What you need to do →
1. Reproduce the deltoid bursitis text from "April 25, 2014" up to and including "from deltoid bursitis.".
2. According to the deltoid bursitis text, where is the subdeltoid bursa located?
START Provided passage
Deltoid Bursitis (Subacromial Bursitis)

Deltoid Bursitis (Subacromial Bursitis)

April 25, 2014

What is Deltoid Bursitis (Subacromial Bursitis)?

The word “bursa” refers to the fluid-filled sacs that are often found around joints. These soft, pillowy membranes protect bones from knocking again each other, as well as from rubbing directly against other soft tissues and increase the flexibility and durability of the joint. The subdeltoid bursa is located between the shoulder socket joint and the deltoid muscle, which forms the rounded cap on the top of the shoulder. The subdeltoid bursa reduces friction in the shoulder and allows this complex joint to move more easily. When this bursa becomes inflamed, damaged or irritated, one is said to be suffering from deltoid bursitis.

What Are The Major Symptoms?

The shoulder will be painful, especially when moved. Throwing or overhead movements may be particularly uncomfortable to perform. Applying pressure to the shoulder or placing any weight on the joint, such as by leaning, will also increase the pain. The shoulder may feel stiff, and visible swelling and redness may also be present. The patient may be unable to move the shoulder very far or have their full range of motion inhibited, because of pain, but a doctor manipulating the joint will be able to bend the shoulder through a normal range of motion without resistance.

What Causes Deltoid Bursitis (Subacromial Bursitis)?

Any kind of bursitis is generally caused by some kind of injury to the bursa, usually by overuse of the joint or repetition of very specific motions. In addition to injury, bursitis can be caused by a disease like gout, or an infection. People who are elderly, diabetic, or overweight are at additional risk for developing bursitis, because of the extra strain on the joint, but it is seen in people of all ages and activity levels.

What Are The Treatment Options?

Because bursitis is tied to repetitive movement, it is important to identify which specific motion is causing the injury and cease performing that motion temporarily. Rest is absolutely necessary to let the bursa heal, and over-the-counter anti-inflammatory drugs will effectively reduce the pain and swelling. Once the pain is gone, a regimen of exercise therapy will get rid of any lingering stiffness and will strengthen the muscles around the shoulder joint to prevent the bursa from becoming injured again. Staying mindful of the repetitive motion that caused bursitis and protecting the joint from re-injury is also key. In the rare case that the bursitis was caused by an infection, a course of antibiotics will clear it up.
END Provided passage
START Given information
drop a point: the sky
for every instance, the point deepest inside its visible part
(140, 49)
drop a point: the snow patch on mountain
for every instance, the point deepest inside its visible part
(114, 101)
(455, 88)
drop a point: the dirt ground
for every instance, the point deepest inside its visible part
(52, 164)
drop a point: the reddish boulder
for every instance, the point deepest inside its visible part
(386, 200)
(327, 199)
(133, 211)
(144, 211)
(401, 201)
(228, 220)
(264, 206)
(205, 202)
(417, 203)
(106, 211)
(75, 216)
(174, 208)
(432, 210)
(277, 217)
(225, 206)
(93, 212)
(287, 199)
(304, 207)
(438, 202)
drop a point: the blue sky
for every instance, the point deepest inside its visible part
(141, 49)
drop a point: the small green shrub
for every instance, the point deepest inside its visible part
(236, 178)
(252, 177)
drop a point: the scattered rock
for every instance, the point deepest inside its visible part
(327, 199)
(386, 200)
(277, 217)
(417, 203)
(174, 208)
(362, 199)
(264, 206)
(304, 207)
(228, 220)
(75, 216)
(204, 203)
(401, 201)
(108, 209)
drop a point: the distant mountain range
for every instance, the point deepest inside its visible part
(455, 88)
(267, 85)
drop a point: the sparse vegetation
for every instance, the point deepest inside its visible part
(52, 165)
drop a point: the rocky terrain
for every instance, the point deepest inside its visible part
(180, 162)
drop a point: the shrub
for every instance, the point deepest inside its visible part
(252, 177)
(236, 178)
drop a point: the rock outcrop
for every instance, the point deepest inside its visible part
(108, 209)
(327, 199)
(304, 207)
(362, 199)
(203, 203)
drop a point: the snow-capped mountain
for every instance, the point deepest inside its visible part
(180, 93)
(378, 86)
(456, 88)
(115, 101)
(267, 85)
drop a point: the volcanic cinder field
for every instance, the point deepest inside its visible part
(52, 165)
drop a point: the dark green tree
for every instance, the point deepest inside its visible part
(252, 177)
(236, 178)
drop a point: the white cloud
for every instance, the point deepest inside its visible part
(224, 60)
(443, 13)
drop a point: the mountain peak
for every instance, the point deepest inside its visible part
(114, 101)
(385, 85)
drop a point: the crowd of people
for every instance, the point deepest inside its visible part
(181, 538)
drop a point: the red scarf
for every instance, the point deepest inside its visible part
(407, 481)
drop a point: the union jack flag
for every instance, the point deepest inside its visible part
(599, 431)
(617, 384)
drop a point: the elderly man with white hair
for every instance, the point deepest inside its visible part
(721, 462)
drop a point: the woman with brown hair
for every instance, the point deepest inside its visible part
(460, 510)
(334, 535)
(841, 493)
END Given information
List of solutions →
1.
April 25, 2014

What is Deltoid Bursitis (Subacromial Bursitis)?

The word “bursa” refers to the fluid-filled sacs that are often found around joints. These soft, pillowy membranes protect bones from knocking again each other, as well as from rubbing directly against other soft tissues and increase the flexibility and durability of the joint. The subdeltoid bursa is located between the shoulder socket joint and the deltoid muscle, which forms the rounded cap on the top of the shoulder. The subdeltoid bursa reduces friction in the shoulder and allows this complex joint to move more easily. When this bursa becomes inflamed, damaged or irritated, one is said to be suffering from deltoid bursitis.

2. Between the shoulder socket joint and the deltoid muscle.